THE TASK » State how many lines in this listing include the word "church", and nothing else.

DATA SHOWN »
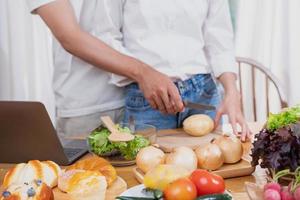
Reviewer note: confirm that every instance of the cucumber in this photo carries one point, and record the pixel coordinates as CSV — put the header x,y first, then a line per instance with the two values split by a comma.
x,y
134,198
215,197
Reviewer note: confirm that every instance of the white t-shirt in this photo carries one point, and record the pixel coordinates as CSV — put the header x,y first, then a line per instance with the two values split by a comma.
x,y
79,87
179,38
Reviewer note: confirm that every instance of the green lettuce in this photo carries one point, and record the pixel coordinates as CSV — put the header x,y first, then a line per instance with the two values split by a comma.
x,y
284,118
100,145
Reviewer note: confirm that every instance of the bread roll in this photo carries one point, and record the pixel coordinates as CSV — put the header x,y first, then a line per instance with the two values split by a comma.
x,y
46,171
36,190
83,185
99,164
198,125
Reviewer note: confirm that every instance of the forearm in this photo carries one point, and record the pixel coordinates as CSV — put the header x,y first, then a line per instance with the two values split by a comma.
x,y
228,80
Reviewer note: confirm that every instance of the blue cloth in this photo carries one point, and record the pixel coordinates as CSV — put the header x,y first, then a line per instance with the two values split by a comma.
x,y
199,89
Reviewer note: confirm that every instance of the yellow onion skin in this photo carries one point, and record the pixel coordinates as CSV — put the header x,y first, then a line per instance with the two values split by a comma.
x,y
149,157
184,157
210,157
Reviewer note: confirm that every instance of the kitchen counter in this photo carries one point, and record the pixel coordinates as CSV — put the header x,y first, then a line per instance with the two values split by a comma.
x,y
234,185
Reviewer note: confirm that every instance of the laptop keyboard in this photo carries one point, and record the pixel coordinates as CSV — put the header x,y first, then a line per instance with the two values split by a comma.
x,y
70,152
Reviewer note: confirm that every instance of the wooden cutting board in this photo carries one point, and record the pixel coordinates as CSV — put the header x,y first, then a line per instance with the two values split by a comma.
x,y
170,139
167,140
118,187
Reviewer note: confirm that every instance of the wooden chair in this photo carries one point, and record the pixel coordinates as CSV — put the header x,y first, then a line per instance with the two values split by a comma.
x,y
254,67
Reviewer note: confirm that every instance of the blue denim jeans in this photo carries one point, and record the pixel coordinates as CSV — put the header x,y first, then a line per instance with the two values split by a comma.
x,y
199,89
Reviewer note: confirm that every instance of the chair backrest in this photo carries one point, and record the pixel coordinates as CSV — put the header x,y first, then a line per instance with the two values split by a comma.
x,y
253,68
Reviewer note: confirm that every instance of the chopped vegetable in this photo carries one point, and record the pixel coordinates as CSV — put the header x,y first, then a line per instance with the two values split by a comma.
x,y
130,149
100,145
277,150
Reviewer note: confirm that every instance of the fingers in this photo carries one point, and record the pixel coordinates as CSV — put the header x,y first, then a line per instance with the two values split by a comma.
x,y
167,103
175,99
234,127
218,118
160,104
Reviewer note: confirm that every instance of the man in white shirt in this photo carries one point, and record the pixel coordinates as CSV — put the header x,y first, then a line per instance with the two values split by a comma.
x,y
83,93
184,41
191,42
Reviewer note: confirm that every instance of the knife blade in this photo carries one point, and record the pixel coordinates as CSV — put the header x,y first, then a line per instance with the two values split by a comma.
x,y
198,106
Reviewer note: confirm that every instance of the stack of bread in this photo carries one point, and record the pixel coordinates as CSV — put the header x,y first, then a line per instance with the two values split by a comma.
x,y
32,180
36,190
87,179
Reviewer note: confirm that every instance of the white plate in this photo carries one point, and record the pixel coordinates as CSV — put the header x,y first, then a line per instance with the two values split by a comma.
x,y
136,191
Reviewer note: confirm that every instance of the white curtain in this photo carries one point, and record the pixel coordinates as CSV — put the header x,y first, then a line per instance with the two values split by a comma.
x,y
25,56
268,31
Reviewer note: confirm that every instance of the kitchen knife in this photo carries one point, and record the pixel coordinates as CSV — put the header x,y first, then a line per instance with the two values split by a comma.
x,y
198,106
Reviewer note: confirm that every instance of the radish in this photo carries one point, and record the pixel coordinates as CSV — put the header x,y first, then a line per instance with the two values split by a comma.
x,y
271,194
297,194
286,195
273,186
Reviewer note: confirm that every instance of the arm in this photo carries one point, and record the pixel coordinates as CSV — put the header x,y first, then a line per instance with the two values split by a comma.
x,y
219,48
60,18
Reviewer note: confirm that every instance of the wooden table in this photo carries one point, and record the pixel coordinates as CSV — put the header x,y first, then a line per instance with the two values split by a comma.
x,y
235,185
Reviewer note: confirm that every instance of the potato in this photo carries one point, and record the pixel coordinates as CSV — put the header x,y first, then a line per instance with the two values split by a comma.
x,y
198,125
161,176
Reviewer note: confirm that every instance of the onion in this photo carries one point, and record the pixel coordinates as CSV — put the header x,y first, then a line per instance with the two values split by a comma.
x,y
231,148
210,157
184,157
149,157
198,125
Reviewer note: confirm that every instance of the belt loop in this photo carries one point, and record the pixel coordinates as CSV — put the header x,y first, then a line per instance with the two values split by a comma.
x,y
195,82
180,87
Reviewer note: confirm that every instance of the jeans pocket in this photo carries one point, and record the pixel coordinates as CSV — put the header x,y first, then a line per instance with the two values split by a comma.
x,y
210,89
135,100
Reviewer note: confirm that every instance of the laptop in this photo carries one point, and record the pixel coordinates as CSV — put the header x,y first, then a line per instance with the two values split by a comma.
x,y
27,133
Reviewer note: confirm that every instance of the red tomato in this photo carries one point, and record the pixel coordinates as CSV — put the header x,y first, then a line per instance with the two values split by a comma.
x,y
181,189
207,183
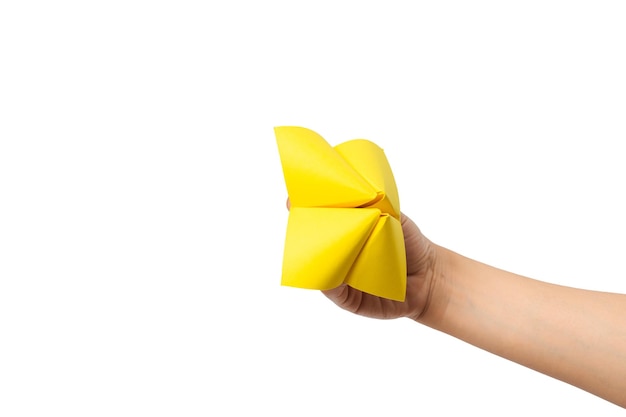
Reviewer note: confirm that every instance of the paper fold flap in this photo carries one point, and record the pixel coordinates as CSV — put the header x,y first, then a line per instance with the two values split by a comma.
x,y
381,266
316,175
322,244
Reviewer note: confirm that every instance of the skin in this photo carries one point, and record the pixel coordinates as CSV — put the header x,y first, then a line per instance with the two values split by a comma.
x,y
574,335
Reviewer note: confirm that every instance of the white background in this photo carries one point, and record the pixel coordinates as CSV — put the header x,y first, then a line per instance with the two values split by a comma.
x,y
143,205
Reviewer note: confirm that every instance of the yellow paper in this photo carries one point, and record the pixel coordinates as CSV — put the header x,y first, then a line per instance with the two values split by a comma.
x,y
344,223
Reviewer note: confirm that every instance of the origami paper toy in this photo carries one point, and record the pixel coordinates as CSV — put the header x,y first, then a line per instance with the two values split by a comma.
x,y
344,221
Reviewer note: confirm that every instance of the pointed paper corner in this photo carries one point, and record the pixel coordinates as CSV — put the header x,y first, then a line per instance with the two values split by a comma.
x,y
380,269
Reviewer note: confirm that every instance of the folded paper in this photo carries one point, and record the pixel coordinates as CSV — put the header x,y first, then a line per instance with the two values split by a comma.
x,y
344,221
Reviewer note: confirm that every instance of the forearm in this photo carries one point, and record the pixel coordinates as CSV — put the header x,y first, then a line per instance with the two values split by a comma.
x,y
574,335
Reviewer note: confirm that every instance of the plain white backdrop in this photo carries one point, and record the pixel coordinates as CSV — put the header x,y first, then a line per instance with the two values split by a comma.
x,y
143,205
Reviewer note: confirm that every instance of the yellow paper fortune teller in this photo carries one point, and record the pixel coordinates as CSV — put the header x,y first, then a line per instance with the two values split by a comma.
x,y
344,222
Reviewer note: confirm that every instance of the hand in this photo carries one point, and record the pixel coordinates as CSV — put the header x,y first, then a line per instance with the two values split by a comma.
x,y
421,262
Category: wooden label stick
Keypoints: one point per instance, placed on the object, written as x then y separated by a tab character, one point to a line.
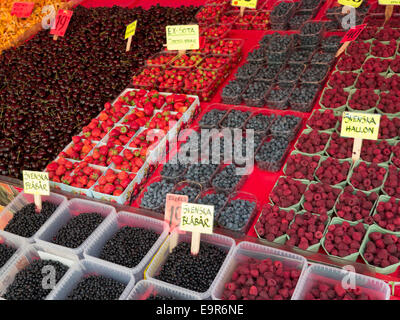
242	11
195	246
388	13
197	218
357	145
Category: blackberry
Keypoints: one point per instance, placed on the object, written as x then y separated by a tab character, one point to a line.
26	221
78	229
128	246
27	284
97	288
195	273
6	252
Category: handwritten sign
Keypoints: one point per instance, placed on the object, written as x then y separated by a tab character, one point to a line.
130	30
22	9
351	3
173	206
197	218
183	37
353	33
252	4
36	182
360	125
389	2
62	21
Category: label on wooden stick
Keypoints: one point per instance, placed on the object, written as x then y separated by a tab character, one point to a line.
62	21
252	4
197	218
183	37
36	182
353	33
130	30
360	125
22	9
350	3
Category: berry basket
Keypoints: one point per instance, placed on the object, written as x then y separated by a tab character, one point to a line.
25	257
113	225
225	243
71	209
338	221
21	201
146	288
89	268
246	250
316	273
245	225
14	242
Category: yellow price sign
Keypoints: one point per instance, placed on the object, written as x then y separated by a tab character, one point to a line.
36	182
183	37
130	30
351	3
389	2
252	4
360	125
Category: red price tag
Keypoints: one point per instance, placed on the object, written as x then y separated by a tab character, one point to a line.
22	9
353	33
62	21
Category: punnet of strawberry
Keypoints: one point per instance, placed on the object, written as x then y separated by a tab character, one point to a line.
114	183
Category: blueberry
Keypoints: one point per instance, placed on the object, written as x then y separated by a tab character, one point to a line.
260	122
27	284
227	179
236	214
78	229
201	173
93	287
128	246
195	273
235	119
212	118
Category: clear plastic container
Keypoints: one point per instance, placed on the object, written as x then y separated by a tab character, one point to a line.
112	226
26	256
85	268
145	288
70	210
14	242
246	250
225	243
316	272
21	201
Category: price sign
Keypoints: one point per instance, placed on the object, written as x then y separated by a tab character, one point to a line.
36	182
252	4
353	33
22	9
183	37
389	2
198	219
360	125
351	3
62	21
173	206
130	30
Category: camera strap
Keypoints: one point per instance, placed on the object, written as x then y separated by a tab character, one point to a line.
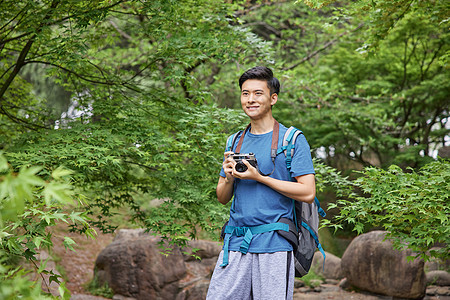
273	149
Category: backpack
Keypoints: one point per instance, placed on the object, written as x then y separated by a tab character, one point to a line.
303	229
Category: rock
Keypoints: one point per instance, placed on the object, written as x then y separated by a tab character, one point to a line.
371	264
134	267
344	284
85	297
331	269
440	278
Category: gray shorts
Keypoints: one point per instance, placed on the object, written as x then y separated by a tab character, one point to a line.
253	276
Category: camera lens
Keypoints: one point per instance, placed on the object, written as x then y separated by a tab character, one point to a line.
240	167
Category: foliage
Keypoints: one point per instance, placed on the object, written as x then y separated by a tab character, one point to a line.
412	206
359	106
29	207
130	96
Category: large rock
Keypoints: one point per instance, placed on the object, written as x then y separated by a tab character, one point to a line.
372	264
133	266
332	267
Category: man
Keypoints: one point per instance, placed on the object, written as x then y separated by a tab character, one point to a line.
263	269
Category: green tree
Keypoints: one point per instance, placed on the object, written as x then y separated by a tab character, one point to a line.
29	207
411	206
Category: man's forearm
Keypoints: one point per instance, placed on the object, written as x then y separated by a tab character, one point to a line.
224	190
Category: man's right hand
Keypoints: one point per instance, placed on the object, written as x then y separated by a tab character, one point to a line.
228	166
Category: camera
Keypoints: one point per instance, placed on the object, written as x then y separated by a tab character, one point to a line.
240	166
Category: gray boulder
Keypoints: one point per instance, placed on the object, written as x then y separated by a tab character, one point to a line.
372	264
438	277
133	266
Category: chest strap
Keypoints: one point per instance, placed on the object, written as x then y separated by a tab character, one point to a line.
247	233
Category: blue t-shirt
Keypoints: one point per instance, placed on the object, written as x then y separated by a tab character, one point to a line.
255	203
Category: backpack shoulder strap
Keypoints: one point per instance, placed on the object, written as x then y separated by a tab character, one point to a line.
288	144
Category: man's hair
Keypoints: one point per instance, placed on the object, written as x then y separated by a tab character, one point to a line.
261	73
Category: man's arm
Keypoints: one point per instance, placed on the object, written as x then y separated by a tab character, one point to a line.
224	188
303	190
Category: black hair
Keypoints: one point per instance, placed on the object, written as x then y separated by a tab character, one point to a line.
261	73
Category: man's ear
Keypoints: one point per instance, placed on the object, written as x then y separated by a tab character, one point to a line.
273	99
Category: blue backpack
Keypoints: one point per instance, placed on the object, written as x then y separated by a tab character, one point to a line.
302	230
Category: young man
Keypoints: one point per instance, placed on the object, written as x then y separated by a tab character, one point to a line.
260	266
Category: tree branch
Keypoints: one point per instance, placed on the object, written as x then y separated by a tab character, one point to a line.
325	46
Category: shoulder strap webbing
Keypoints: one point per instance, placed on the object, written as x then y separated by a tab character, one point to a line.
288	145
273	148
232	140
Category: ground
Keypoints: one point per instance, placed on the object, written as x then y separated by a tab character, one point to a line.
77	267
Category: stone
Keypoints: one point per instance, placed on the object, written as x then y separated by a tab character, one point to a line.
344	284
332	268
440	278
371	264
133	266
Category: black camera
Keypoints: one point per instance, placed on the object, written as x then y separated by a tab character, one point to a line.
240	166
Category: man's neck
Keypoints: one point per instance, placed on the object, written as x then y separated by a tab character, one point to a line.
262	126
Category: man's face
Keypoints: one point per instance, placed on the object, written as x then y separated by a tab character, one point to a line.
256	99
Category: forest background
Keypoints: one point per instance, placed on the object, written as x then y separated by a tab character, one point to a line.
107	105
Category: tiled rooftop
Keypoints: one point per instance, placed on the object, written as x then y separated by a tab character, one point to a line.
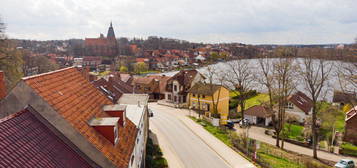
78	101
27	142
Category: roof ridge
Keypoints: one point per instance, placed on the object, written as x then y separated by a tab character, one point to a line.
11	116
47	73
351	116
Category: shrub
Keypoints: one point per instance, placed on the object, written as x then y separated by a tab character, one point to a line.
348	149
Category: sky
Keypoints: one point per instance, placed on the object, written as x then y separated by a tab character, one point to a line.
207	21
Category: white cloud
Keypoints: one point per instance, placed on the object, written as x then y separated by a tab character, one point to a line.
247	21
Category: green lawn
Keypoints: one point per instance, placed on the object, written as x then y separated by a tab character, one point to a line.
256	100
278	162
216	131
295	131
271	155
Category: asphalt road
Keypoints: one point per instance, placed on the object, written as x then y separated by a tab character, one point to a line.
181	146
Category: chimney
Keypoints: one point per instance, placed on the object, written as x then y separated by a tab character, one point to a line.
107	126
2	85
116	111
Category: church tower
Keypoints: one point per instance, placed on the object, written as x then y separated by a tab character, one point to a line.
111	34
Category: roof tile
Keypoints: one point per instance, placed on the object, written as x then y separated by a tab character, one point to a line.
77	101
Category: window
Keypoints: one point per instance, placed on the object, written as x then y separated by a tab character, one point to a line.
132	160
116	134
289	105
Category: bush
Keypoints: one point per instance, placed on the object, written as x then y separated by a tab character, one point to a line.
154	157
348	149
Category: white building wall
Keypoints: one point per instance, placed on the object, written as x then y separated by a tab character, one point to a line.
297	112
139	146
251	119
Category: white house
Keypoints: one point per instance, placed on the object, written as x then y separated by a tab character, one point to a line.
299	106
258	115
178	85
137	112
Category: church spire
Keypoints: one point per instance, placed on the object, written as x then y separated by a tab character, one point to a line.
111	31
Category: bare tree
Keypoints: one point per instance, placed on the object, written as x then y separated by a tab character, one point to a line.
215	79
314	74
347	77
266	78
241	77
283	74
278	78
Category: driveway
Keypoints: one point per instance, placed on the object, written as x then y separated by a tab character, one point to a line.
258	134
186	144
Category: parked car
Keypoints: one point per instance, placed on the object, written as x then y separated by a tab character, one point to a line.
345	163
243	123
235	120
230	124
151	113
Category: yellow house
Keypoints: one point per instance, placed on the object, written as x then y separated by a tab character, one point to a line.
204	96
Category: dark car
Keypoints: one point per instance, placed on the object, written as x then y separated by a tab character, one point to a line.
244	123
345	163
230	124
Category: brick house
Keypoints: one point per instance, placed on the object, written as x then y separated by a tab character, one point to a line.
38	145
89	121
102	46
351	126
178	85
299	106
147	85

RESULT OF THE EXERCISE » 2